▸ **Information**:
────────────────
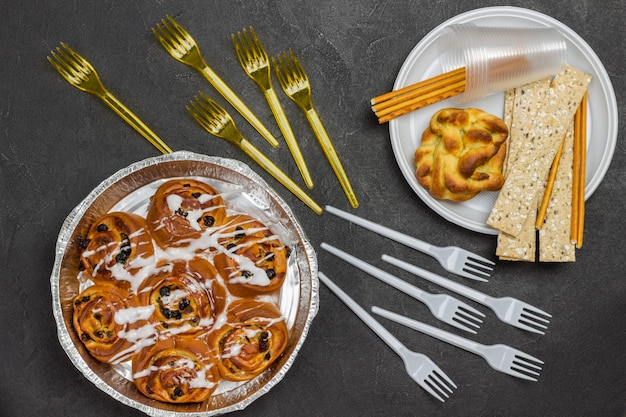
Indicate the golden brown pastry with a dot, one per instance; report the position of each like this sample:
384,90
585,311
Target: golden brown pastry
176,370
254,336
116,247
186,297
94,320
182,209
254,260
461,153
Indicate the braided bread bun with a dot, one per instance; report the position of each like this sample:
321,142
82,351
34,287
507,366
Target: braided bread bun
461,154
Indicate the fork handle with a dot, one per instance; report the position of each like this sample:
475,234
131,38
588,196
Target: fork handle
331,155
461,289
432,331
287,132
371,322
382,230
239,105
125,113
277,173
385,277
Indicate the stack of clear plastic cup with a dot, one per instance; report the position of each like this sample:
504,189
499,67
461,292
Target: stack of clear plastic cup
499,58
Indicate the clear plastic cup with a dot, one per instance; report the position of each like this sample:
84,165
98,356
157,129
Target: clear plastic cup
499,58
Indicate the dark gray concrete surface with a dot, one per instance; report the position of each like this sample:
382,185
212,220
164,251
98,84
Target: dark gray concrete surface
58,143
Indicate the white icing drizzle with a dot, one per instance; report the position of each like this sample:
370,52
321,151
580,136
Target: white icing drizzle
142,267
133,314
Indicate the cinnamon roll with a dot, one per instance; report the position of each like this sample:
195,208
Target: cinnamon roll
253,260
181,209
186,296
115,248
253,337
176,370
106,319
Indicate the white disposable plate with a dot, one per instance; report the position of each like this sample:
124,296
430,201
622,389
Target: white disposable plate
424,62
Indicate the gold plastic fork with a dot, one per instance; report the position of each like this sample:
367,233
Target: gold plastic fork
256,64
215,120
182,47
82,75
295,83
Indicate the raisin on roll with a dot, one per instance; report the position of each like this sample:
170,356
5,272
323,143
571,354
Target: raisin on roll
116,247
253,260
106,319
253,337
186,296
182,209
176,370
────────────────
▸ **Problem requirements**:
What is needed is every line of the data above, set down exactly but with the images left out.

▸ **Result for this exercise**:
Indicate the golden brown pastry with a dot, one per instance; report the position of each like this sample:
384,90
585,311
Target: golden brown pastry
176,370
254,336
116,247
186,297
94,320
182,209
254,260
461,153
Indicate the braided bread bun with a dot, one per instance; report the position of each like this sample:
321,142
82,351
34,287
507,366
Target: braided bread bun
461,154
Indicate the fork handle with a dot, one per instance; report the position of each like this sample:
475,234
131,38
588,196
Target: fork handle
331,155
461,289
432,331
287,132
371,322
382,230
239,105
125,113
277,173
385,277
Indicate the stack of clear plastic cup with a dot, one per instance; report the position of each like this sample:
504,189
499,67
461,292
Target: stack of clear plastic cup
499,58
Indicate the clear plastic cup with a dot, one per instance; report the position of each like this sample:
84,165
98,356
157,129
Target: clear plastic cup
499,58
Indicate the dark gray concrete surface with a dot, one per instance; report the position of each like this sample:
382,185
212,220
164,251
98,84
Target: dark gray concrete surface
58,143
Indicate the white icing drizzle with a dot, one per instance; report the position of each like this sample:
370,52
321,151
580,136
Target: white icing drizzle
142,267
133,314
Indicate the cinnamon roll with a dot, one per instance; report the position of each like this sample:
195,208
Target: cinnamon roll
253,260
181,209
186,296
115,248
253,337
176,370
106,319
Indicate the white disposable plate with a dot, one per instance; report the position of each like this sample:
124,296
430,201
622,389
Target: white disposable plate
424,62
Indicate the gold plastic fork with a dot, one per instance; report the position of each like this sample:
367,233
Target: gold plastic fork
256,64
215,120
182,47
82,75
295,83
Indicate the raisin on roll with a dot, one per instance; report the position of each like this sample:
170,356
5,272
323,143
571,354
Target: raisin on roll
116,247
253,260
106,319
253,337
186,296
182,209
176,370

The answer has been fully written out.